▸ Directives:
A. List every word or phrase that the post about speaker envelopment sets inside quotation marks.
B. In the post about speaker envelopment, which two changes gave the writer better and better envelopment?
C. Take the post about speaker envelopment further, starting after its final sentence.

▸ Provided text:
━━━━━━━━━━━━━━━━━━━━

I think you are right about the envelopment part, system being symmetric in room and head in particular position the envelopment/reflections snap in place. Also image width you are getting makes sense for wide coverage angle speakers I guess, or different kinds of speakers in combination with room might have various issues. For example, I got better and better envelopment the further out to my sides the speakers were, or the closer I was on the center normal, but now the image went too wide, speakers too wide apart. I guess as my room placement is asymmetric and the speakers have relatively narrow directivity there just isn't enough sound in the room to make the envelopment "loud enough" when the speakers are on front and image is just wide enough and I'm lacking some of the envelopment part.
I'm not quite sure how the physics of the ambience works yet, but you've experience it too. There's a definite spot in the room where it feels like I'm sticking my head "through the wall" and "into the room" where the recording is taking place. It's uncanny. I can heard ambience BEHIND me right now as I'm listening. No idea how that works but it makes sense that reflected sound is attenuated so maybe it only adds that "hush" of space or ambience? I can't explain it yet and would like to hear more on what you think may cause it.

━━━━━━━━━━━━━━━━━━━━

▸ Material shown:
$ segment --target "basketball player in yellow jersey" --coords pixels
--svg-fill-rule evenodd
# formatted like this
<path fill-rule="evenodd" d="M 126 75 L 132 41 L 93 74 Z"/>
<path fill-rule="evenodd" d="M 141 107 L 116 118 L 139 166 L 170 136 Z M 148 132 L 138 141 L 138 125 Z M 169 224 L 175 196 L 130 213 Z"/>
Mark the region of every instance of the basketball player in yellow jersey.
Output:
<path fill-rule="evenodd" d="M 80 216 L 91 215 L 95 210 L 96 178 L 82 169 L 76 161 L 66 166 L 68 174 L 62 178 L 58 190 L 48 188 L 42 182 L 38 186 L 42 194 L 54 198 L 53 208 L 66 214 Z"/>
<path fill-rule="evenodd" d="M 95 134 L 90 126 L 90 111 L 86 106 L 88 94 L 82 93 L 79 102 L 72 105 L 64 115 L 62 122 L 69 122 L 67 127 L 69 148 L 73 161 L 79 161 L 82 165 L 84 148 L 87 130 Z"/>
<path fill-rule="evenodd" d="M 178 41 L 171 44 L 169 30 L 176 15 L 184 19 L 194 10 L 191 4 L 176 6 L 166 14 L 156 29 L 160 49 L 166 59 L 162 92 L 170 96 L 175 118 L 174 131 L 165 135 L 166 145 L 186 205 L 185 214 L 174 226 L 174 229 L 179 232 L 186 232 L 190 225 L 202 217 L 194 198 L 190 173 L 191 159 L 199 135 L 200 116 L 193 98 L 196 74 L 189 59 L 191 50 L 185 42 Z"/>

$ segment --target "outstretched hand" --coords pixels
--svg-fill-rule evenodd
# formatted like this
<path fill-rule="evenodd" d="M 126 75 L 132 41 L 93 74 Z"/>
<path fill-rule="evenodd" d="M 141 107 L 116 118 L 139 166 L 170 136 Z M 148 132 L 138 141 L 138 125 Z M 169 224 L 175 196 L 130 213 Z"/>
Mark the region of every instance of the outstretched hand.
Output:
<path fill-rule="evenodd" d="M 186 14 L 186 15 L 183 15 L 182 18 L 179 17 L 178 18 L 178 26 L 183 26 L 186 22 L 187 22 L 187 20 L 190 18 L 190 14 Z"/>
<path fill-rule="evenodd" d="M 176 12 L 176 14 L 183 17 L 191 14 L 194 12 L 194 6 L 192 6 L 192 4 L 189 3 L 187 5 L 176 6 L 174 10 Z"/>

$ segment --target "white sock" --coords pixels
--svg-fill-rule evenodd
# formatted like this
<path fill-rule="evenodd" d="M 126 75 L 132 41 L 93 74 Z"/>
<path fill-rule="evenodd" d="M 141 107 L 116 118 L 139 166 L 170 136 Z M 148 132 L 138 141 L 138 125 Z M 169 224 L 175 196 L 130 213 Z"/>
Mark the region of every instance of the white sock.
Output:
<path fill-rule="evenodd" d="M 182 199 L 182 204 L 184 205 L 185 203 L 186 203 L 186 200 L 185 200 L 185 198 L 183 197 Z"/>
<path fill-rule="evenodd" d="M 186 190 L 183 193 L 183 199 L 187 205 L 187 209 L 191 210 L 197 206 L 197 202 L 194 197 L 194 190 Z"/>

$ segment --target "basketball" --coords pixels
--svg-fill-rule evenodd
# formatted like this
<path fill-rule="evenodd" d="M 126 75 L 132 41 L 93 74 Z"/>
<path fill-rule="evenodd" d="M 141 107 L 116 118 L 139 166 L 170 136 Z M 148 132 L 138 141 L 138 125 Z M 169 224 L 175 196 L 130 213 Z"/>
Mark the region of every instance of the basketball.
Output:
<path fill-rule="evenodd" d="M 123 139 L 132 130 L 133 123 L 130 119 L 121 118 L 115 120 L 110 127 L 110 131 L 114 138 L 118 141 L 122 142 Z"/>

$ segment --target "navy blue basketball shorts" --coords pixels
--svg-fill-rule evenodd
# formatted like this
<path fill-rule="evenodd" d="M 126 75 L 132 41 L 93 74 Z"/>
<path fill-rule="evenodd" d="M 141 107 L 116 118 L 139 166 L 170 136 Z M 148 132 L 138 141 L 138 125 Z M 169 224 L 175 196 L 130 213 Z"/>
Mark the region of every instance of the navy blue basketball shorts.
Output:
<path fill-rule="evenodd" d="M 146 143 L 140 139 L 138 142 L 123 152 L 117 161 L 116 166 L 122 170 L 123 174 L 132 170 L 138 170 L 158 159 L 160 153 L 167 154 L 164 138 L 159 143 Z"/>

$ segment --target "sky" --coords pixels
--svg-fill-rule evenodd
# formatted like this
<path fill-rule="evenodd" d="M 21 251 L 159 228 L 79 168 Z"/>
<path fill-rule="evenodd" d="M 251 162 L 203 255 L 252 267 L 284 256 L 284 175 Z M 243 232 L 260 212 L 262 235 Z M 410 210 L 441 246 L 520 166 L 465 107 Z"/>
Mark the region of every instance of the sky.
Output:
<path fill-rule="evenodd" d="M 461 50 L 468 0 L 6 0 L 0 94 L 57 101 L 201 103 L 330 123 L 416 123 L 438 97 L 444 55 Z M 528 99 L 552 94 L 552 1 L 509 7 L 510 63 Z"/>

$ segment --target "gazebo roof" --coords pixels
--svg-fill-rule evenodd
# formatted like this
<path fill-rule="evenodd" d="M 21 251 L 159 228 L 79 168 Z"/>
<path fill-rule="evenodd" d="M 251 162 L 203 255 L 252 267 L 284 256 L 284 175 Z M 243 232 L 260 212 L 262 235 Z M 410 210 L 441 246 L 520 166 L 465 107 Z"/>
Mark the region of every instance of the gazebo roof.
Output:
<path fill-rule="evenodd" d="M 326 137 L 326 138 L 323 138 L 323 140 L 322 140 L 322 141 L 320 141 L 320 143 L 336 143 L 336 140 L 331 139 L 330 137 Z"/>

━━━━━━━━━━━━━━━━━━━━

▸ Answers to each task:
A.
- loud enough
- through the wall
- into the room
- hush

B. Envelopment improved the further out to the sides the speakers were and the closer the writer was to the center normal.

C.
One possibility I've thought of is phase difference. When sound waves reflection off surfaces they reflect 180 out pf phase with the incident wave. I know Roger Waters uses out of phase sounds to throw images around the sound stage. In "The Ballad of Bill Hubbard" that radio is way out to my left in my room, and that dog is barking BEHIND my right shoulder in the back yard. So maybe the phase difference of reflected sound when it reaches your ears at exactly even times somehow adds to the 3-D ambience effect. Not sure just throwing it out there.

But I'm pretty sure the even distance to side walls helps in this regard as it's even more convincing now that I have symmetrical walls on both sides. I'm not sure about that though. I also don't feel like rearranging my room again to check.:rolleyes:
On the other hand you cannot get the speakers far apart enough? and I think its because you seem to get too much envelopment if they were any wider. But as you achieve the phenomenon you are able to make the speakers just the right amount apart. Reasoning from this I think my system would benefit wider horizontal coverage to increase sound in room and have more envelopment without taking them speakers too wide apart. The closer the speakers were together the further out into room the effect seemed to extended I remember. Perhaps I should widen horizontal coverage and reduce vertical to get the effect further into the room, at least I suspect vertical reflections / directivity matters how far the sharp image and thus 3D effect extends.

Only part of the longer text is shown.